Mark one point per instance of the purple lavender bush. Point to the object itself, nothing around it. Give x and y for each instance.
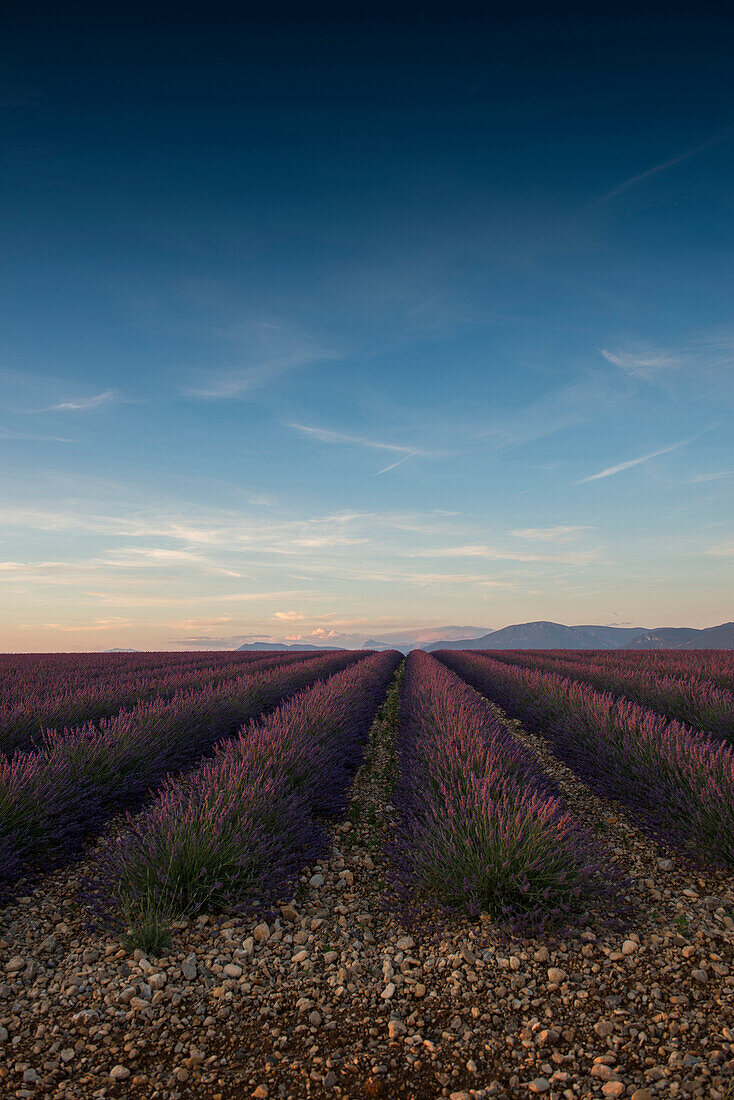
(31, 708)
(480, 825)
(689, 697)
(678, 781)
(242, 824)
(53, 799)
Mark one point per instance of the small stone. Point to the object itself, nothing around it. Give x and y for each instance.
(600, 1069)
(261, 934)
(604, 1027)
(188, 968)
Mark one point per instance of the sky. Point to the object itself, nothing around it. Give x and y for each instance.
(342, 321)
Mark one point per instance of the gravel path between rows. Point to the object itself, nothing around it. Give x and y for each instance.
(335, 998)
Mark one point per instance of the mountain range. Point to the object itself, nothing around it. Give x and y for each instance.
(541, 635)
(557, 636)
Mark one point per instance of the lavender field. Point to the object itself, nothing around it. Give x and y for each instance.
(349, 873)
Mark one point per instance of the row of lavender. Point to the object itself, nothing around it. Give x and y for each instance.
(238, 828)
(715, 666)
(678, 781)
(26, 713)
(691, 699)
(51, 800)
(67, 671)
(480, 825)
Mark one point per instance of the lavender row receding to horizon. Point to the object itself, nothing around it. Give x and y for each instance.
(691, 699)
(52, 800)
(480, 825)
(676, 780)
(29, 717)
(241, 825)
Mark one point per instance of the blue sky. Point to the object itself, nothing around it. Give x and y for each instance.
(335, 325)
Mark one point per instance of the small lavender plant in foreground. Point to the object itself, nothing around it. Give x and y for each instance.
(243, 823)
(678, 781)
(52, 800)
(479, 823)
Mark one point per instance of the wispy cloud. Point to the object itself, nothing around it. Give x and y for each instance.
(269, 351)
(643, 363)
(626, 184)
(327, 436)
(718, 475)
(563, 407)
(707, 356)
(632, 462)
(497, 553)
(84, 404)
(398, 463)
(29, 437)
(560, 532)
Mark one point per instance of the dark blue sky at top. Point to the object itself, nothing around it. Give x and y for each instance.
(404, 231)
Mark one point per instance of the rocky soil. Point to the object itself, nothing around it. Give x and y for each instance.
(333, 998)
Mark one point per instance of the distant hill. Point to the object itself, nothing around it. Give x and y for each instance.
(276, 646)
(713, 637)
(547, 636)
(556, 636)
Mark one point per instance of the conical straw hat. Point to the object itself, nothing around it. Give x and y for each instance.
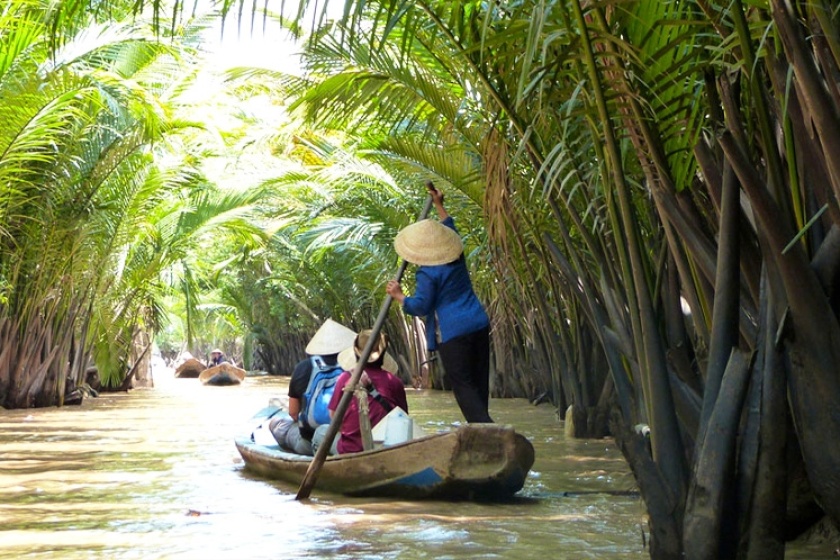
(330, 338)
(347, 358)
(428, 243)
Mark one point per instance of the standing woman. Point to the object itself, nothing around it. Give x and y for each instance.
(456, 323)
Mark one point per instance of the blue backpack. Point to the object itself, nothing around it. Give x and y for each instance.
(318, 393)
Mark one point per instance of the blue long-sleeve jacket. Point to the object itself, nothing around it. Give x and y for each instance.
(444, 294)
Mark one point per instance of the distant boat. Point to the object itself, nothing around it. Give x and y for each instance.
(222, 374)
(474, 461)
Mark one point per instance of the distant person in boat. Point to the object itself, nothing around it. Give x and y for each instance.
(385, 391)
(456, 323)
(311, 388)
(217, 357)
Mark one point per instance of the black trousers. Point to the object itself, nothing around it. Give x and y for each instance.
(466, 360)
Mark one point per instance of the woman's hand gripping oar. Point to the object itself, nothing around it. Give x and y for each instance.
(314, 469)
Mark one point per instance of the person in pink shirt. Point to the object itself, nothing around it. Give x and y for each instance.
(385, 392)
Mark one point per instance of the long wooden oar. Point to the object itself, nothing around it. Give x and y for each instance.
(314, 469)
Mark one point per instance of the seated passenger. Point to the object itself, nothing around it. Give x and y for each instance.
(385, 392)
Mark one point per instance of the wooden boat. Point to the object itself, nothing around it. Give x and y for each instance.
(190, 368)
(475, 461)
(222, 374)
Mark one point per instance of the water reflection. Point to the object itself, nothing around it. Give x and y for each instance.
(155, 474)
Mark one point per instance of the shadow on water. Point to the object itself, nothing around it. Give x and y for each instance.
(154, 474)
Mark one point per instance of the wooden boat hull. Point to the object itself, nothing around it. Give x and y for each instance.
(476, 461)
(190, 369)
(222, 374)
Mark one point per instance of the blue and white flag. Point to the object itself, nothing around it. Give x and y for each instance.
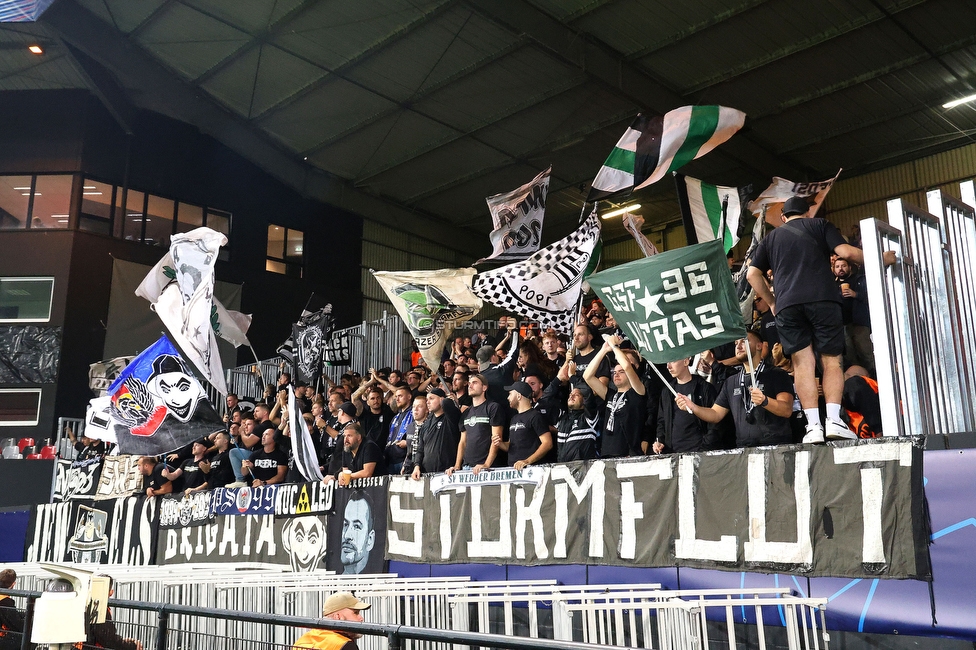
(158, 405)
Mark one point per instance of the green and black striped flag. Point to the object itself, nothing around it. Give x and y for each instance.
(654, 146)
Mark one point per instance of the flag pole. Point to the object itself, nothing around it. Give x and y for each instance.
(667, 383)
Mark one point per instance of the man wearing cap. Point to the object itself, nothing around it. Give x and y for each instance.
(481, 424)
(342, 606)
(807, 306)
(529, 439)
(437, 440)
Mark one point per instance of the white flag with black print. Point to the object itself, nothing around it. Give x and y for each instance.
(228, 324)
(546, 287)
(517, 218)
(302, 449)
(186, 305)
(431, 304)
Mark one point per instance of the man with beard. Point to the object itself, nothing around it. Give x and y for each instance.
(437, 443)
(626, 406)
(154, 483)
(269, 465)
(220, 473)
(395, 444)
(359, 458)
(529, 439)
(482, 422)
(358, 536)
(762, 412)
(679, 431)
(342, 606)
(190, 476)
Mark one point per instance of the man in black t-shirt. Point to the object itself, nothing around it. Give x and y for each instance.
(359, 458)
(221, 474)
(677, 430)
(268, 465)
(807, 308)
(154, 483)
(762, 412)
(626, 407)
(482, 422)
(529, 439)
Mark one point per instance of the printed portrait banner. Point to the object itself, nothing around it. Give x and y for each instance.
(245, 501)
(517, 218)
(673, 305)
(851, 510)
(76, 480)
(431, 304)
(121, 531)
(120, 477)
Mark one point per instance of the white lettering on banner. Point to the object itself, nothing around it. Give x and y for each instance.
(415, 517)
(687, 545)
(594, 483)
(872, 491)
(498, 548)
(630, 508)
(758, 549)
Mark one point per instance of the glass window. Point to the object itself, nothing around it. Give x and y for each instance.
(134, 209)
(159, 221)
(188, 217)
(25, 299)
(52, 201)
(14, 199)
(286, 251)
(19, 407)
(96, 206)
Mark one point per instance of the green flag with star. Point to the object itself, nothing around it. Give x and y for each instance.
(675, 304)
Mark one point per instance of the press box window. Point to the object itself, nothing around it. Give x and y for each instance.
(19, 407)
(286, 251)
(26, 299)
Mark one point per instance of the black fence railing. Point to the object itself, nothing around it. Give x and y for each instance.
(164, 636)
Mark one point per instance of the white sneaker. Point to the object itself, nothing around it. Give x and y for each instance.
(839, 431)
(814, 435)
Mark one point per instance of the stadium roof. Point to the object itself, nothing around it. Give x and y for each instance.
(412, 111)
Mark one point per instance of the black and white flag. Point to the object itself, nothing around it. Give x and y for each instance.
(307, 343)
(302, 449)
(547, 286)
(517, 217)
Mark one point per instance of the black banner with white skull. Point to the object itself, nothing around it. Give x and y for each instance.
(119, 531)
(853, 510)
(346, 538)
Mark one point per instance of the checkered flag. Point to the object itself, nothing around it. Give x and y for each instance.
(547, 286)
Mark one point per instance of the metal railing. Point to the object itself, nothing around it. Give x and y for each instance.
(924, 324)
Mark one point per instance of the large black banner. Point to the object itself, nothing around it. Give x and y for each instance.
(120, 531)
(852, 510)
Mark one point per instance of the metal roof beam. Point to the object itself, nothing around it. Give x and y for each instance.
(159, 90)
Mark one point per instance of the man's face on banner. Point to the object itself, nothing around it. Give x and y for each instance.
(357, 536)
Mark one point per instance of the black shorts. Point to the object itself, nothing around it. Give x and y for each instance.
(818, 323)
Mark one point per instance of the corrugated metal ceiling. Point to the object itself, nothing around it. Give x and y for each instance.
(433, 105)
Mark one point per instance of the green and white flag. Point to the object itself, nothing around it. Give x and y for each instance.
(675, 304)
(701, 210)
(655, 146)
(431, 304)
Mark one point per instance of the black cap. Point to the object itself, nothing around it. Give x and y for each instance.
(795, 205)
(521, 388)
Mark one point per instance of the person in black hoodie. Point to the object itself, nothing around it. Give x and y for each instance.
(679, 431)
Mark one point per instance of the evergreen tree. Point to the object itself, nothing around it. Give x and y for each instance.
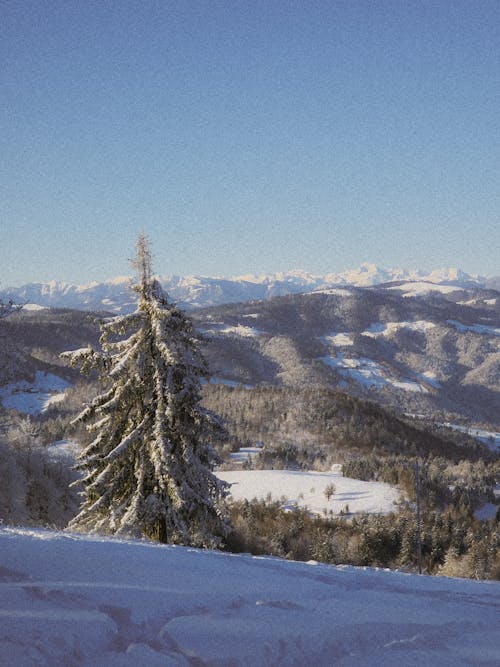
(148, 472)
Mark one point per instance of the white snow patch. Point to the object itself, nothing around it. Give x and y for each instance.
(71, 599)
(474, 328)
(390, 328)
(431, 378)
(421, 288)
(369, 373)
(36, 397)
(489, 438)
(338, 339)
(486, 512)
(228, 383)
(245, 454)
(33, 307)
(307, 489)
(237, 330)
(64, 449)
(340, 291)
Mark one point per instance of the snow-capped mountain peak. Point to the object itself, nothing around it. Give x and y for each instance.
(196, 291)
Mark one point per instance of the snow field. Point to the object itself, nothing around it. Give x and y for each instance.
(369, 373)
(32, 398)
(307, 489)
(78, 600)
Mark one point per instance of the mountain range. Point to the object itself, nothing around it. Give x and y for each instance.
(116, 296)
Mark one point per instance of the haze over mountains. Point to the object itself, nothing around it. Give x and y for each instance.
(198, 291)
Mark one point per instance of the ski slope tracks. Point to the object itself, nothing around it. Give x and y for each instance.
(78, 600)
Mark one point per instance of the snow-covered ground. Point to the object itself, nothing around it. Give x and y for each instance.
(369, 373)
(481, 329)
(307, 489)
(93, 602)
(420, 288)
(489, 438)
(34, 397)
(390, 328)
(228, 330)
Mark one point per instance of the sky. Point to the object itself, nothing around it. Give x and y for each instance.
(248, 136)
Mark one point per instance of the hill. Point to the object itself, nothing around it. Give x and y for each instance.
(201, 291)
(67, 599)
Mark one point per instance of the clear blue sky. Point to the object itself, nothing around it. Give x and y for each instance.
(248, 137)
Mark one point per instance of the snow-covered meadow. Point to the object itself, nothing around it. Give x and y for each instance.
(34, 397)
(307, 489)
(75, 600)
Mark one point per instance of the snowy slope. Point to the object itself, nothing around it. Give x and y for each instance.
(74, 600)
(307, 489)
(196, 291)
(34, 397)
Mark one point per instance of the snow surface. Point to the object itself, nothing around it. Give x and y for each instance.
(420, 288)
(475, 328)
(342, 339)
(390, 328)
(237, 330)
(92, 602)
(244, 455)
(34, 397)
(307, 489)
(486, 512)
(369, 373)
(489, 438)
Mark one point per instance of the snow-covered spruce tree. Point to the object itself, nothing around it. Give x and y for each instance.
(148, 472)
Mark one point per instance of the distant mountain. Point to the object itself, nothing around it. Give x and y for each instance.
(426, 353)
(200, 291)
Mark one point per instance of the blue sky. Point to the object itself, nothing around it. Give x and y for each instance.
(248, 137)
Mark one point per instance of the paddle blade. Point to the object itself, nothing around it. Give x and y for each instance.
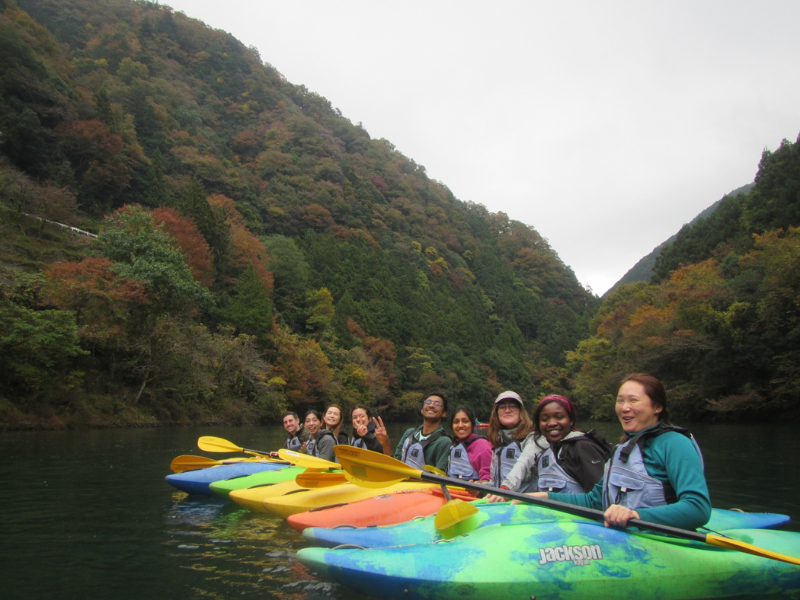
(213, 444)
(372, 469)
(731, 544)
(453, 512)
(318, 480)
(187, 462)
(304, 460)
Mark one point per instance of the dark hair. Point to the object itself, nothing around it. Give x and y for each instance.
(442, 396)
(466, 411)
(561, 400)
(363, 407)
(314, 412)
(523, 429)
(654, 390)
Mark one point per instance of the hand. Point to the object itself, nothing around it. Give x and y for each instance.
(380, 430)
(618, 516)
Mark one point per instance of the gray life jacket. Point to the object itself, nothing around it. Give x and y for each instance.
(627, 481)
(552, 476)
(414, 452)
(458, 464)
(505, 457)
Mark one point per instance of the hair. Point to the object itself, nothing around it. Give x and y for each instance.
(654, 390)
(466, 411)
(363, 407)
(314, 412)
(566, 403)
(442, 396)
(523, 429)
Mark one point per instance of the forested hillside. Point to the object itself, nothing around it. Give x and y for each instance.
(255, 250)
(720, 321)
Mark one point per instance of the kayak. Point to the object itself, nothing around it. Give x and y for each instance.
(422, 531)
(198, 480)
(566, 559)
(305, 499)
(384, 509)
(226, 486)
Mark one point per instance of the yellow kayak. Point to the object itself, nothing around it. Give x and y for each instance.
(300, 500)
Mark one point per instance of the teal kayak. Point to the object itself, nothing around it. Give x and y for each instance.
(573, 559)
(225, 486)
(422, 530)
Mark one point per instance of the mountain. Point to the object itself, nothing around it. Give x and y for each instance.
(256, 250)
(643, 270)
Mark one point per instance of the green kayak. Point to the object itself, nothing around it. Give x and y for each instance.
(564, 560)
(226, 486)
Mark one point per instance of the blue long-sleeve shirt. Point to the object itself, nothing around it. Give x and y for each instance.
(669, 457)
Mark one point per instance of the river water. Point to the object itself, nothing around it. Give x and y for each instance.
(87, 514)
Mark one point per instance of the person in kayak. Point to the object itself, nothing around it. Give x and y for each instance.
(470, 455)
(322, 441)
(566, 460)
(510, 431)
(656, 472)
(296, 434)
(429, 443)
(368, 431)
(333, 421)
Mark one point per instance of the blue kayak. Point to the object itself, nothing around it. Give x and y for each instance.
(199, 480)
(422, 530)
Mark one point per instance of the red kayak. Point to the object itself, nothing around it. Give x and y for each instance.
(387, 509)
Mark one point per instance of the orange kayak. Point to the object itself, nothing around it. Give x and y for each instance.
(386, 509)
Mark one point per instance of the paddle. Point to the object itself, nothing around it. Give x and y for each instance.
(210, 443)
(364, 465)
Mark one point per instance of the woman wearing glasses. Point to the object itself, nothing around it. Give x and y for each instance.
(429, 443)
(510, 431)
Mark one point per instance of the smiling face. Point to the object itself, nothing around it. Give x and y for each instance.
(333, 416)
(312, 424)
(508, 413)
(291, 424)
(462, 426)
(360, 418)
(635, 409)
(433, 408)
(554, 422)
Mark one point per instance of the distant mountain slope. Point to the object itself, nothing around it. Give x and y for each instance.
(643, 270)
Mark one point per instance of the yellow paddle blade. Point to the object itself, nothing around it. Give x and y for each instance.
(187, 462)
(317, 480)
(372, 469)
(454, 511)
(210, 443)
(730, 544)
(304, 460)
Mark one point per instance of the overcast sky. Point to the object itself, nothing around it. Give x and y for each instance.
(604, 125)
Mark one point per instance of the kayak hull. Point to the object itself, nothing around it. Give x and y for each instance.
(563, 560)
(422, 531)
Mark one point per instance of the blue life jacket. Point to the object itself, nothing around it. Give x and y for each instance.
(553, 477)
(505, 457)
(627, 481)
(458, 464)
(414, 452)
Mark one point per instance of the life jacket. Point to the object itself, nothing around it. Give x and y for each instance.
(627, 481)
(414, 452)
(294, 443)
(458, 464)
(505, 457)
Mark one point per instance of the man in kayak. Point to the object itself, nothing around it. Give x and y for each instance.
(296, 434)
(429, 443)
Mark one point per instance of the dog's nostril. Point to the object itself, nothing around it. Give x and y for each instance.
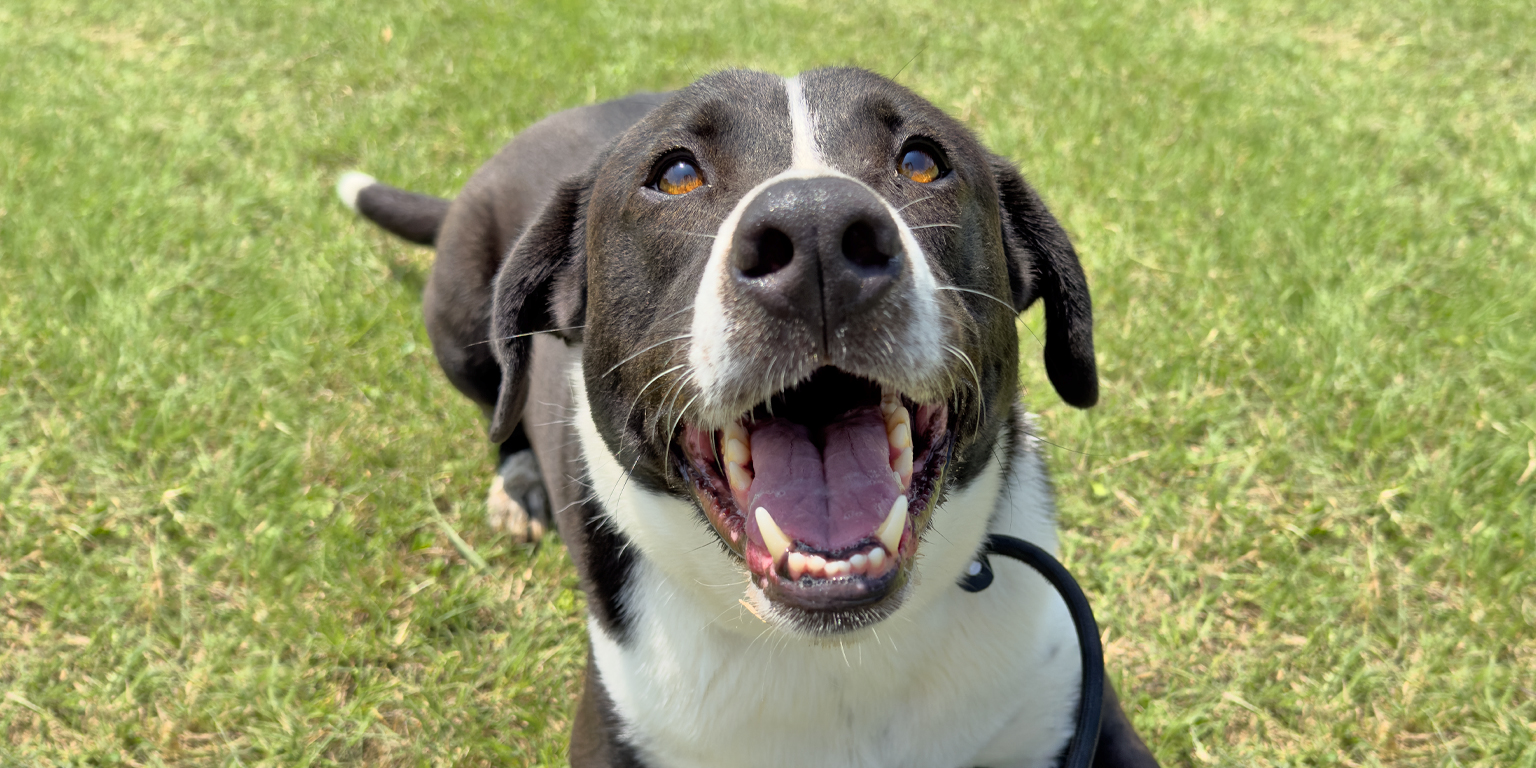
(862, 246)
(774, 251)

SET TASK:
Produce an exact reproduction of the lines from the line containing "Mark one point per instance of the distant mountain slope." through the last line of the records. Any picture is left out.

CORRECT ANSWER:
Mark one point per instance of the distant mountain slope. Point to the object itself, nothing around it. Give x and y for each instance.
(643, 270)
Mark one point per instance of the yellow paddle blade. Point to the object itself, nothing around it. Give x and y for each instance.
(187, 462)
(317, 480)
(372, 469)
(454, 511)
(210, 443)
(730, 544)
(304, 460)
Mark one point per instance of the overcast sky. Point to the object itself, nothing around it. Give x and y for each instance.
(604, 125)
Mark one point per instance of the kayak hull. Point to the object itself, nothing around it. Give x and y for each instance.
(563, 560)
(422, 531)
Mark one point per instance of the blue life jacket. Point to the object itself, nothing around it. Give x and y for each instance.
(553, 477)
(505, 457)
(627, 481)
(458, 464)
(414, 452)
Mark one point per instance of the life jacket. Point to the object itself, nothing around it. Give x and y for each instance.
(627, 481)
(414, 452)
(294, 443)
(458, 464)
(505, 457)
Mark one point per instance of the man in kayak. Point to the object itself, nothing around it. Give x and y for each instance.
(296, 434)
(429, 443)
Mark one point per instance of the dog's nostril. Point to the object itself, nothing around it. Give x and y for each instance.
(862, 246)
(774, 251)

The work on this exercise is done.